■ Data lines ■
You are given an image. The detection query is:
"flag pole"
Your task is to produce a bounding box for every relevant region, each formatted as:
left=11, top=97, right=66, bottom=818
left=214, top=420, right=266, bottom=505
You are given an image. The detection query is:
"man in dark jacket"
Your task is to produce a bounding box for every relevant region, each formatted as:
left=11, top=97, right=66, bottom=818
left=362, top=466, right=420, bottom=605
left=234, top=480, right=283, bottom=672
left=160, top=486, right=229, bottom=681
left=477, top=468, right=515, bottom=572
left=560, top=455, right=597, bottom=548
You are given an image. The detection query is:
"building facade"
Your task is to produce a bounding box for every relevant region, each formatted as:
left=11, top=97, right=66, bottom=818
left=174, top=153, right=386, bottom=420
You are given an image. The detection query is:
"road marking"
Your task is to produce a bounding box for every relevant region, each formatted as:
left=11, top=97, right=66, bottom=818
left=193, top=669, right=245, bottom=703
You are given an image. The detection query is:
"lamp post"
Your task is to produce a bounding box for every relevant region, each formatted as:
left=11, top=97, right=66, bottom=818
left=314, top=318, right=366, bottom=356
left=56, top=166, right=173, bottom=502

■ Required work ■
Repeat the records above with "bounding box" switched to "rectangle" wherever it occurs, and change nothing else.

■ Written answer ■
You are given an image. The detection query is:
"flag pole"
Your task is to produce a rectangle for every relevant region, each formatted as:
left=11, top=97, right=66, bottom=818
left=214, top=420, right=266, bottom=505
You are given an image. The detection query is:
"man in dark jacket"
Your task is to produce a rectangle for every relevant region, each formatted as:
left=11, top=97, right=66, bottom=818
left=362, top=466, right=420, bottom=605
left=234, top=480, right=283, bottom=672
left=160, top=486, right=229, bottom=681
left=477, top=468, right=515, bottom=572
left=560, top=455, right=597, bottom=548
You are given an image. The detection query is:
"building facade"
Your task is to produce a rectangle for every relevant region, each formatted as:
left=11, top=97, right=66, bottom=818
left=174, top=153, right=386, bottom=420
You are given an image. The detection query is:
"road marking"
Your task is to produce a rectangle for every relevant region, each formatted as:
left=11, top=97, right=66, bottom=818
left=193, top=669, right=245, bottom=703
You are given an image. The detection query is:
"lamp post"
Your task is to produce a rectangle for every relevant region, each formatted as:
left=11, top=97, right=66, bottom=818
left=314, top=318, right=366, bottom=356
left=56, top=166, right=173, bottom=502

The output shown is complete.